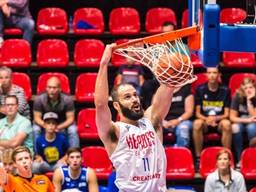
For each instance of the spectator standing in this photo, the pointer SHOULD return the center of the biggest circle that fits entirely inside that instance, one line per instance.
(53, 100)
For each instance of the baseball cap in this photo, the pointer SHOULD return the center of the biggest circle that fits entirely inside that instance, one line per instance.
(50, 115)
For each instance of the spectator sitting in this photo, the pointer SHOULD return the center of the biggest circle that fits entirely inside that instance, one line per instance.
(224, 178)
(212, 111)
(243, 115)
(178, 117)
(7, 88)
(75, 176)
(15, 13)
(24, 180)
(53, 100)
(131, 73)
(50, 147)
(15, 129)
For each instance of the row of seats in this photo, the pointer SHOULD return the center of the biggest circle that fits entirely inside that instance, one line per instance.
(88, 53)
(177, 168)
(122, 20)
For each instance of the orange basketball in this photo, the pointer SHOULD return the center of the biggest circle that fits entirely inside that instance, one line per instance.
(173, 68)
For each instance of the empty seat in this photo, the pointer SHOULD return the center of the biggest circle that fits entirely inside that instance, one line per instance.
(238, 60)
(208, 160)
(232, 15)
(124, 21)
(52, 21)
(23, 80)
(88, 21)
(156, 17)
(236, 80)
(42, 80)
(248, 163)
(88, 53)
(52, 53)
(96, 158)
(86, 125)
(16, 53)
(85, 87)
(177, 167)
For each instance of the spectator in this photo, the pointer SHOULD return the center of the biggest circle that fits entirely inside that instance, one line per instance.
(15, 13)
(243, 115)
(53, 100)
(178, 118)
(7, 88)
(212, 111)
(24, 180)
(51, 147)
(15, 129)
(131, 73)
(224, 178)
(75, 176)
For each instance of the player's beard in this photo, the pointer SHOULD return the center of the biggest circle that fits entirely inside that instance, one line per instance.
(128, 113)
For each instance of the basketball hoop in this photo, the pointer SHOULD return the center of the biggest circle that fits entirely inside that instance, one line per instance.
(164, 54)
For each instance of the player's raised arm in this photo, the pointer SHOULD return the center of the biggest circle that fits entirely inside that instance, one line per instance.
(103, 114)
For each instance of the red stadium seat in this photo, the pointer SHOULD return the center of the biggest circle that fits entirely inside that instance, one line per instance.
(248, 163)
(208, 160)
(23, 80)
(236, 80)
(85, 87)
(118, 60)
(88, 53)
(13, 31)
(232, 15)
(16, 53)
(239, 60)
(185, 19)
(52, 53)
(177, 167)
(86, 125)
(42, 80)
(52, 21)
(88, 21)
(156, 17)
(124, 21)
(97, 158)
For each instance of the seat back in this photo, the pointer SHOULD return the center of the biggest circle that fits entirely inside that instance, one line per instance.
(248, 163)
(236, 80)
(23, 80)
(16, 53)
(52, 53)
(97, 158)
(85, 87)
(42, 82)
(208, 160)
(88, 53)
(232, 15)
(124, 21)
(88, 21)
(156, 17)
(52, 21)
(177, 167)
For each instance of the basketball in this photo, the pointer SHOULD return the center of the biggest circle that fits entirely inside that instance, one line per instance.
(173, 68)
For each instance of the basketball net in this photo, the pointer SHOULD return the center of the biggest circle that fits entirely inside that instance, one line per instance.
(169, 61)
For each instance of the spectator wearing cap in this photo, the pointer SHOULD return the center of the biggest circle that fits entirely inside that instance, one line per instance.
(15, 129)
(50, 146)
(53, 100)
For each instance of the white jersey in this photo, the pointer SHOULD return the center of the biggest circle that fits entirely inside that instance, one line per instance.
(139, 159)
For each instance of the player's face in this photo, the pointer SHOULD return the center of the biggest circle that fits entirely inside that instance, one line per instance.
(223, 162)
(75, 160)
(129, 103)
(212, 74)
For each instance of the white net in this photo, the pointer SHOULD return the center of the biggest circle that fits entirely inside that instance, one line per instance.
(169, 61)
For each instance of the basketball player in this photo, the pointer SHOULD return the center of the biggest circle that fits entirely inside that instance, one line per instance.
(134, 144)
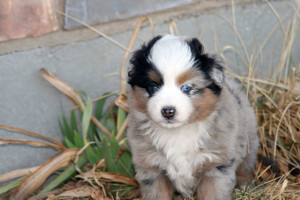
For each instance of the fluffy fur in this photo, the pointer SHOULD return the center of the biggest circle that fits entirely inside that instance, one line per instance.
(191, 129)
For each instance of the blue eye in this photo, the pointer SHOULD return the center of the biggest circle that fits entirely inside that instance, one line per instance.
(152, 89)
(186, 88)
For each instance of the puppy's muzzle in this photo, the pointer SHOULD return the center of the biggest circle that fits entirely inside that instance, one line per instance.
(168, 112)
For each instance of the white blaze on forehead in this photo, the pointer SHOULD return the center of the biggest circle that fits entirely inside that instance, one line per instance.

Task directions:
Leave the pictures behind and repeat each entry exactly.

Completed task:
For each instance of the spectator standing in this photo, the pointer SHOULD return the center of the biggest circle that fits entirely inside that instance, one line per instance.
(53, 100)
For each instance of the baseball cap in this photo, the pointer SHOULD return the center of the biggest circle that fits entirely inside that instance, one line per instance.
(50, 115)
For each instance of the spectator sitting in this photo, the pointer SHOULD return the center of the biggest circle that fits entirely inside that instance, one line per instance.
(224, 178)
(212, 111)
(243, 115)
(178, 117)
(7, 88)
(75, 176)
(15, 13)
(24, 180)
(53, 100)
(131, 73)
(50, 147)
(15, 129)
For each instance of the row of seats in this photo, the pointer SHOULD return the center of the biggest circle that fits entirely inside that instance, one line per instance.
(88, 53)
(177, 168)
(122, 20)
For each instance of the orange basketball in this photo, the pointer SHOULD return the center of the biggest circle that fits entirely inside that instance, one line per instance.
(173, 68)
For each instance of the empty seat in this photo, the pointer SHOULD return the center of the biggest circle that fits entirely inside that instance, one line per instance.
(238, 60)
(208, 160)
(232, 15)
(124, 21)
(52, 21)
(23, 80)
(88, 21)
(156, 17)
(236, 80)
(42, 80)
(248, 163)
(88, 53)
(52, 53)
(96, 158)
(86, 125)
(16, 53)
(85, 87)
(177, 167)
For each instance of the spectator in this photo, the pointer SHOULD return the center of the biggest circle that fits entirely inside that instance, one line per instance.
(15, 13)
(243, 115)
(53, 100)
(178, 118)
(7, 88)
(212, 111)
(24, 180)
(51, 147)
(15, 129)
(131, 73)
(224, 178)
(75, 176)
For each instance of the player's beard in this photo, the pointer SHOULD return the center of the biggest circle that fits entirely inside that instance, one line per instance.
(128, 113)
For each instance of the basketball hoop in this photo, the pointer SHOULD return the center of the biggest circle that fits entirely inside that instance, one line per instance.
(164, 54)
For each instance of the player's raised arm in this photo, the pointer SHOULD return the center of the biggest circle that fits entirely inside that instance, one line per instance.
(103, 114)
For each instance of the red stadium seat in this photo, the pointer SHOULD return the center of the biggest circle that fits entirely inside that instance, one line per instance.
(248, 163)
(208, 160)
(23, 80)
(236, 80)
(85, 87)
(118, 60)
(88, 53)
(13, 31)
(232, 15)
(16, 53)
(239, 60)
(185, 19)
(52, 53)
(177, 167)
(86, 125)
(42, 80)
(52, 21)
(88, 21)
(156, 17)
(124, 21)
(97, 158)
For each instance of the seat back in this photo, the pointer SHOULD return the center of the biggest circle that fits entirely inside that instance, one line per instance.
(248, 163)
(236, 80)
(23, 80)
(16, 53)
(52, 53)
(97, 158)
(85, 87)
(42, 82)
(208, 160)
(88, 53)
(232, 15)
(124, 21)
(88, 21)
(156, 17)
(52, 21)
(177, 167)
For each instance of the basketball in this photo, the pointer SHOULD return the center of the biggest circle that fits entirely inside that instance, one line per instance.
(173, 68)
For each instance of the basketball net in this photo, the pointer SHOULD return the center of the biggest circle that fits entirely inside that instance, one line per instance.
(169, 61)
For each instance of the spectator wearing cap in this photo, the pointer SHOULD return the center of the biggest circle that fits entirely inside that instance, one line per instance.
(15, 129)
(50, 146)
(53, 100)
For each instance of the white jersey in this photo, the pointer SHOULD return the center of the biggest circle that fits entirely inside that instance, one line per instance.
(139, 159)
For each instance of the player's face in this photo, the pointer SHOULD return the center of the biggest circle that fits entirely inside that instance, one line per instance.
(223, 162)
(75, 160)
(129, 103)
(212, 74)
For each instance of the white net in this photo, the pointer SHOULD return the center of the biggest circle that fits entirely inside that instance, one line per instance.
(169, 61)
For each instance of the basketball player in this photo, the pointer SHOULD return the center of the biggest circle that fits entirely inside that instance, one line per instance.
(134, 144)
For each instance of the fluffy fur in this photo, the pointer SHOULD return the center of the biggest circle that fits entirely inside that instance, one line per instance.
(191, 129)
For each instance of the blue eye in this photo, the pointer SHOULD return the center of the biggest circle that fits entirely inside that instance, one line per instance.
(152, 89)
(186, 88)
For each instance of the puppy's muzzle in this photo, the pointer SHOULD return the center of the biggest circle that fits entirely inside that instance, one line per instance.
(168, 112)
For each instance of the white blaze on forehead in this photo, the pointer SHOULD return the center of the biggest circle that fits entirely inside that instance, one line per instance.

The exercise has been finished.